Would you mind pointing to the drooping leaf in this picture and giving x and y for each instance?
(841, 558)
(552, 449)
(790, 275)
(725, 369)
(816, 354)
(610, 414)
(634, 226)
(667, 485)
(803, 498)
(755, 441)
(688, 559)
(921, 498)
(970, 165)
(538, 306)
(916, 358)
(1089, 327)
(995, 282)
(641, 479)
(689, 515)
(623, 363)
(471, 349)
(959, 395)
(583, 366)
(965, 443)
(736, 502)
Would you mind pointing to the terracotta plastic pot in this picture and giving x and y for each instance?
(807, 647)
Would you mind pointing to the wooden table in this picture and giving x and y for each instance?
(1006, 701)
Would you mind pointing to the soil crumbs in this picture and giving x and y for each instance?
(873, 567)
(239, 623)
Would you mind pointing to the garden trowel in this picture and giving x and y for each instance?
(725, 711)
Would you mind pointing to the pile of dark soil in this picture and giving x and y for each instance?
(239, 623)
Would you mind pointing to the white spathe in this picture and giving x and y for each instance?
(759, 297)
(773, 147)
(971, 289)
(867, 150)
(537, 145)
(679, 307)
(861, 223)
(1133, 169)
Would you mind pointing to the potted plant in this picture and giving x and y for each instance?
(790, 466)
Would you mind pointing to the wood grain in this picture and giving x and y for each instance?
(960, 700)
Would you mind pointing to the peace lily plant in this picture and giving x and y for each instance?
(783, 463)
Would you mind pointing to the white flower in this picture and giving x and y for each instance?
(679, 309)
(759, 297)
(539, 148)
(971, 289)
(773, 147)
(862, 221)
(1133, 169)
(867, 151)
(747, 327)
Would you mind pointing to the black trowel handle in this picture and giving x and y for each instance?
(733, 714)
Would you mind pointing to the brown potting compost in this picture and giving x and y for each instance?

......

*Task prompt:*
Starting at the item line that contains "Would you mind pointing to the pile" and running through the last item, inclusive, rewrite every line, requests included, raising each x and y coordinate in the answers by 107.

*Answer for this exercise:*
Would you mind pointing to the pile of dark soil in this picture and giving x and y for each instance?
(346, 730)
Would you mind pointing to the white spathe in this picture and giving x and y for each instance?
(866, 404)
(880, 254)
(1078, 396)
(974, 257)
(644, 252)
(786, 414)
(968, 330)
(1240, 276)
Would you mind pointing to the potted plant in this picture and giving x and y for each instance?
(897, 573)
Would you mind pointing to the wood grain in this picture and giving x and y for each instance?
(1067, 807)
Would you mind pointing to the peace lily plant in this picture and giving x and y for each instance?
(890, 570)
Would you mind pointing to the white flower in this picture and giving x and y for each instance?
(786, 416)
(866, 404)
(646, 255)
(1078, 396)
(880, 254)
(969, 328)
(1240, 276)
(974, 258)
(854, 434)
Would you mind pointing to the black trowel handle in this picture and giving x and y for each instance?
(840, 821)
Would you mind pointing to the brown potting compost in this picture and giving x and y for each instance?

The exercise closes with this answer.